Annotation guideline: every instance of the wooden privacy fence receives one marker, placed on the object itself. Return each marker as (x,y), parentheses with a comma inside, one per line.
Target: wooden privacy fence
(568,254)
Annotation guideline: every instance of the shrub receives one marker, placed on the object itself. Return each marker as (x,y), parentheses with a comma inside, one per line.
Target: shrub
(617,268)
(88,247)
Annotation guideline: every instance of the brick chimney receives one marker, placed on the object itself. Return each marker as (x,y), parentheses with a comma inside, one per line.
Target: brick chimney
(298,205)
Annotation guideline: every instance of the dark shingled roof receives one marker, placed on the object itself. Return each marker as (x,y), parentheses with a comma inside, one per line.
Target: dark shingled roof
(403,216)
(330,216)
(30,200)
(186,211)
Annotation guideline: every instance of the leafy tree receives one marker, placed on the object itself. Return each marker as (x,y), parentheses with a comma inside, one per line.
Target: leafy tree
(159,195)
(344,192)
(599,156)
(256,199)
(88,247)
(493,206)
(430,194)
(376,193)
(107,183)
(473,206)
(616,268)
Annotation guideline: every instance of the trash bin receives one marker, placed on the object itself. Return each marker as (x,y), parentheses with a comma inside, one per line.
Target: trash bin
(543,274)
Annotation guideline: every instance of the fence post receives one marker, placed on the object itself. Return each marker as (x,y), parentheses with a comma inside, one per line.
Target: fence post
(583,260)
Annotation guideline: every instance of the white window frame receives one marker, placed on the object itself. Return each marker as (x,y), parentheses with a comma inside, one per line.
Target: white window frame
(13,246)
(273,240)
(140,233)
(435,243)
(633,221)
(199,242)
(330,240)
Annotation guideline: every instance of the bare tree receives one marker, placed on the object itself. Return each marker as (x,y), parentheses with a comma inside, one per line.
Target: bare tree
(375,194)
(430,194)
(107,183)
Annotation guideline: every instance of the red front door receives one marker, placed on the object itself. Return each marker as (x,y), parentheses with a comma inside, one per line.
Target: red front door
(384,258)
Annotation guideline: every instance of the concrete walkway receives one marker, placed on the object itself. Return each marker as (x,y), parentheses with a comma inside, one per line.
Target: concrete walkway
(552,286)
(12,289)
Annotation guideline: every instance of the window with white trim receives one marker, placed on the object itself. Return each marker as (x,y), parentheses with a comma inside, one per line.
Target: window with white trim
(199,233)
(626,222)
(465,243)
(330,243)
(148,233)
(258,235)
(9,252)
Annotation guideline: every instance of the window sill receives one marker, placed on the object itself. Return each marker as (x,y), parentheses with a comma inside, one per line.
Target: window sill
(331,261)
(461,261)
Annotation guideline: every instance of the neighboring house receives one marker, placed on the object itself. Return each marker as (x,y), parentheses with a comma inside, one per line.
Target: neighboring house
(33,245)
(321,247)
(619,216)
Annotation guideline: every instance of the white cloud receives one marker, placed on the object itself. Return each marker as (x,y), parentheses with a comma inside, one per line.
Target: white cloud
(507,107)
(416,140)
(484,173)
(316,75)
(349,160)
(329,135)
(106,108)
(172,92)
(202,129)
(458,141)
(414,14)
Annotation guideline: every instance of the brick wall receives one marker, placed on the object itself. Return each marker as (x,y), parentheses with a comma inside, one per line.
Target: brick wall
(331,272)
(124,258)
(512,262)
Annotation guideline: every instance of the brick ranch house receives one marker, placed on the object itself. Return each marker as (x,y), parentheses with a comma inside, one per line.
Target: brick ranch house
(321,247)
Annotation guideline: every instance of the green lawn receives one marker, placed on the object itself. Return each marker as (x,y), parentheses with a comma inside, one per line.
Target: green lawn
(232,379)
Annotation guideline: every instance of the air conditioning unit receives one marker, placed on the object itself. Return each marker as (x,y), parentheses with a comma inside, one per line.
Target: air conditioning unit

=====

PROBLEM -> Filter the records above for "unit" and copy every matching line.

ANSWER BOX ->
Annotation guideline: every instance of the air conditioning unit receives one marker, placed on the object itself. Return each marker as (x,y), parentheses with a comma inside, one per line.
Target: air conditioning unit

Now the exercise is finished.